===== Exercise data
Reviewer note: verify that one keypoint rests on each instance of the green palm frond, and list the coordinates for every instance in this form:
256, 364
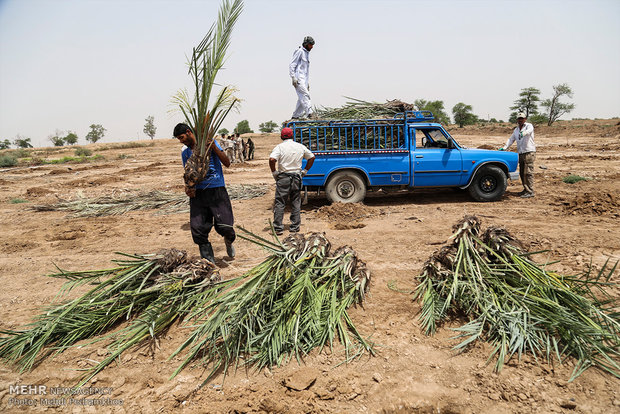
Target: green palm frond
204, 64
150, 291
518, 305
294, 301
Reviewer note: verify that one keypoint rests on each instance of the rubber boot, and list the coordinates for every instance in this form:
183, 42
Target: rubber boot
230, 249
206, 252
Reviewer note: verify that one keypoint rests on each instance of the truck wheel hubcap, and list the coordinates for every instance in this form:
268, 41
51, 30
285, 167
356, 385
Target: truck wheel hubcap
345, 189
488, 184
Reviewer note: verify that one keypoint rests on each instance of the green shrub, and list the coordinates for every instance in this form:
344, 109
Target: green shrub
572, 179
8, 160
21, 153
83, 152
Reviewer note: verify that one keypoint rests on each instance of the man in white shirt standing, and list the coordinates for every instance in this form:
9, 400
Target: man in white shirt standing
289, 156
524, 135
299, 70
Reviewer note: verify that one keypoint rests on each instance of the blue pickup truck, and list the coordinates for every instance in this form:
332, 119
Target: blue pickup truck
408, 151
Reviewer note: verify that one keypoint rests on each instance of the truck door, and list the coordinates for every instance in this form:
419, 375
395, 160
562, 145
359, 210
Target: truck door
434, 162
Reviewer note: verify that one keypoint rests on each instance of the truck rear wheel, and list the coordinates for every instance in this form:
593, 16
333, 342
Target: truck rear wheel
345, 187
489, 184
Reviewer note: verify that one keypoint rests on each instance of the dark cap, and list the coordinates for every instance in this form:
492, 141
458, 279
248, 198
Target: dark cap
286, 133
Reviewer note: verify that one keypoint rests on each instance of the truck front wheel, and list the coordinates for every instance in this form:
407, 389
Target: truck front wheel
345, 187
489, 184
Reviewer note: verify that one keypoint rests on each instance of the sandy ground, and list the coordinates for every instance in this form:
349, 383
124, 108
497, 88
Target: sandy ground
393, 233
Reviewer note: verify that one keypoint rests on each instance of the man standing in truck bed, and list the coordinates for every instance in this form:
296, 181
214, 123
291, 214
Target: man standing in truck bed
289, 156
299, 70
524, 135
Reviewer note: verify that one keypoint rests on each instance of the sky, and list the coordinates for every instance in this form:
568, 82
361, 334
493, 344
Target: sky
67, 64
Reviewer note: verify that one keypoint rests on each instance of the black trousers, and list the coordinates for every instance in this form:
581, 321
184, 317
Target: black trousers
211, 208
288, 187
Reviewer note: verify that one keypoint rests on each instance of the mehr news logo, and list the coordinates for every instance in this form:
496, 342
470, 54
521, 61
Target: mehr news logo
42, 395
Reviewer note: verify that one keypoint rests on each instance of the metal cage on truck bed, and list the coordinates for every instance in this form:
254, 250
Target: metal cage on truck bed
355, 135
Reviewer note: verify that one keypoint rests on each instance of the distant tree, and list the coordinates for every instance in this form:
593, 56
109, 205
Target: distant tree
243, 127
71, 138
22, 142
463, 114
527, 102
6, 144
149, 127
57, 139
538, 119
436, 107
555, 108
267, 127
96, 133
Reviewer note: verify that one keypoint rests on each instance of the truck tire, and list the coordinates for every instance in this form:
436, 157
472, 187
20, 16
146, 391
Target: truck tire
345, 187
489, 184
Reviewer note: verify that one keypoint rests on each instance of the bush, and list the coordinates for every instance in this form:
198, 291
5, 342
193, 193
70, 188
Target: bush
83, 152
8, 160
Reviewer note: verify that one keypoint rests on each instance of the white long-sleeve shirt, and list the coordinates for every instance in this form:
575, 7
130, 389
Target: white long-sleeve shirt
524, 138
299, 67
289, 155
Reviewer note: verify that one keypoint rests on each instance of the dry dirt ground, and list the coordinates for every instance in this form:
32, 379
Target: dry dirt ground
393, 233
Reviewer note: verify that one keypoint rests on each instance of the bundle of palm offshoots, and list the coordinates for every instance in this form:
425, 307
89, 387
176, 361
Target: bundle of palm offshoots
163, 201
202, 115
359, 109
518, 305
294, 301
151, 291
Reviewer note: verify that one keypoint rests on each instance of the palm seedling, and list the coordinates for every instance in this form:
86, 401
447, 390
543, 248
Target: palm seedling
202, 114
151, 291
162, 201
294, 301
518, 305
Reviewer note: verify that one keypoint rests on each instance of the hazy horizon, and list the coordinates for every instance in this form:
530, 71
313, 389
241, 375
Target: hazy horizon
66, 64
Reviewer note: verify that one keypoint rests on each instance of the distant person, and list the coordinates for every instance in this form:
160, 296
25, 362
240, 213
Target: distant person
229, 147
238, 148
250, 149
524, 135
299, 70
289, 156
209, 204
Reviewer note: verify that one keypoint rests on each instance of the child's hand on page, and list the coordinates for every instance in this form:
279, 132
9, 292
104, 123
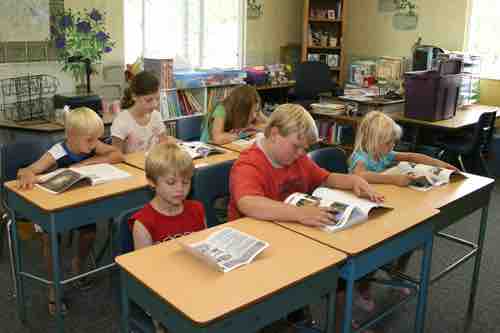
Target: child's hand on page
26, 179
316, 216
361, 188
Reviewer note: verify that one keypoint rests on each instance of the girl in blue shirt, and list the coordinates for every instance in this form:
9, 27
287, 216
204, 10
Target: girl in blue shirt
374, 153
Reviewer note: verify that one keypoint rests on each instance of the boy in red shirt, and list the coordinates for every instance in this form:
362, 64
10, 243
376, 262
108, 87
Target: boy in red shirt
276, 166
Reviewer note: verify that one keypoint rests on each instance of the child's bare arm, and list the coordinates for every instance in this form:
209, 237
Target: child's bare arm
27, 177
118, 143
141, 235
380, 178
423, 159
104, 154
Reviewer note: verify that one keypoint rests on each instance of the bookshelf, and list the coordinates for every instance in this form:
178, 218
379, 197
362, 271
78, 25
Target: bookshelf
322, 35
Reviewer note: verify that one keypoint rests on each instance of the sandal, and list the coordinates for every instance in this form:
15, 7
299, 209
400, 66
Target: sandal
52, 307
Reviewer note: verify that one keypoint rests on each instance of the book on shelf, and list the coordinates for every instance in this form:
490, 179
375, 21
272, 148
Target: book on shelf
227, 249
163, 68
61, 180
427, 176
347, 208
197, 149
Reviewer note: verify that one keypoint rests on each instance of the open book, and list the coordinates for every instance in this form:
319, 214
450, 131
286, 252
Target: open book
227, 249
197, 149
348, 208
427, 176
62, 179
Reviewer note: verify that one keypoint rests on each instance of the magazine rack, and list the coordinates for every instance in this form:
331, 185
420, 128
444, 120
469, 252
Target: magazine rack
27, 97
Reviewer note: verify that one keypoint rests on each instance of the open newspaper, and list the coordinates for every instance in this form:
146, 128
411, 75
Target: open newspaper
62, 179
348, 209
197, 149
427, 176
227, 249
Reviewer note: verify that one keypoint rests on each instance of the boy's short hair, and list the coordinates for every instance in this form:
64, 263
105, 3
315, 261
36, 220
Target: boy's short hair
168, 159
293, 118
83, 121
376, 129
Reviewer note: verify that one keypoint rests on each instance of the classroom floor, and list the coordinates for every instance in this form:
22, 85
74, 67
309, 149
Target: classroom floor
96, 310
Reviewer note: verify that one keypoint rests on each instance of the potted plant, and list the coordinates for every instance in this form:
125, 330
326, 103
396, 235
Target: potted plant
80, 37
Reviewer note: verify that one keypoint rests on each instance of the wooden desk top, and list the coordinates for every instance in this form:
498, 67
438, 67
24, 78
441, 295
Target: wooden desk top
37, 125
138, 159
204, 294
74, 197
464, 117
380, 226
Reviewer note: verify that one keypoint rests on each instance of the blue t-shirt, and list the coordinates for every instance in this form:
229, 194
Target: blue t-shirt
385, 162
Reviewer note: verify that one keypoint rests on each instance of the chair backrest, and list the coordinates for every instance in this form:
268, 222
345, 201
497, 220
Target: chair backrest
124, 242
209, 184
311, 79
188, 129
333, 159
483, 131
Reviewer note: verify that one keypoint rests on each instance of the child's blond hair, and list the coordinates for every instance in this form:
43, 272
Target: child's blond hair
168, 159
375, 130
83, 121
293, 118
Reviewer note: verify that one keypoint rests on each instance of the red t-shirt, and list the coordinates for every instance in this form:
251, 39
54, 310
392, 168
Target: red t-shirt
162, 227
253, 174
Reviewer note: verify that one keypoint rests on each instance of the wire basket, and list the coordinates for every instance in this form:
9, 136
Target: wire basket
28, 97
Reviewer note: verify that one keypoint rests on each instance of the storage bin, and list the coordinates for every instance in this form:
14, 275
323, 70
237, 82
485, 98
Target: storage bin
430, 95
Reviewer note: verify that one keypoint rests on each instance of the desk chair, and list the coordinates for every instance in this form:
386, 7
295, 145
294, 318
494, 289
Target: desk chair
14, 156
189, 129
468, 149
311, 79
333, 159
209, 184
124, 243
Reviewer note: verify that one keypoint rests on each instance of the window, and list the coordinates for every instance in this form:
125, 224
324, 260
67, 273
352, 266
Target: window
203, 33
483, 36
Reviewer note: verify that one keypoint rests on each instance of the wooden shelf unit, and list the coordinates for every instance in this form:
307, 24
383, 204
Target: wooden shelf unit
316, 19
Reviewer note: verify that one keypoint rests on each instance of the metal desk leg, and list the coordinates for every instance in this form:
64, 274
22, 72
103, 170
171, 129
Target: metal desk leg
477, 265
349, 292
124, 302
21, 308
56, 274
424, 284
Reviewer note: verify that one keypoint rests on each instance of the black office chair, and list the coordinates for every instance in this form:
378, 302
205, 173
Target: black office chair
189, 129
211, 183
124, 243
311, 79
469, 149
333, 159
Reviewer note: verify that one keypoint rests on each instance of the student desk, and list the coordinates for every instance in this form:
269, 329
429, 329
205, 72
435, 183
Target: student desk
138, 159
67, 211
380, 240
455, 201
188, 295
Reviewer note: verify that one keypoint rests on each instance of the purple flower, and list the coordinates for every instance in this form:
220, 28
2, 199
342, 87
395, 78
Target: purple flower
66, 21
83, 27
60, 42
101, 36
95, 15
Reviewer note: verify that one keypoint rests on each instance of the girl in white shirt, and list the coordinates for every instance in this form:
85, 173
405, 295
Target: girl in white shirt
139, 125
==========
What to do
Your reply should be nothing but the lines from the one containing "Target: wooden shelf unit" through the last line above, copied exactly; please include both ends.

Answer for this exercise
Target: wooden shelf unit
316, 19
Reviewer note: verify that one keypoint rests on each instance of the metal desk leg, and list the coordinates for every instance in this form:
64, 274
22, 72
103, 170
171, 129
Target: metal desk leg
477, 265
349, 292
124, 302
21, 308
56, 274
424, 284
Reviewer note: verify that one keypoint rests on each instance of the black office chair, and list the coordinates for every instance in this form:
378, 302
205, 173
Target: black office chair
189, 129
211, 183
124, 243
311, 79
469, 149
333, 159
Reviewer note: verify that one keypoint rests on each instance of the student desk, and list the coordinates for every instance in this form:
269, 329
429, 329
205, 72
435, 183
Target: student desk
138, 159
67, 211
380, 240
455, 201
188, 295
Reviewer note: verify that one keypoint rests on each instance of the purple flower, and list the coordinates for every instance in this form:
220, 28
2, 199
342, 87
395, 78
Target: purple flower
66, 21
83, 27
60, 42
101, 36
95, 15
Reviewer note: verify that one keypoint rests on each instance of the girl in white shirt, and list the coordinates for every instance in this form:
85, 173
405, 295
Target: girl in white shirt
139, 125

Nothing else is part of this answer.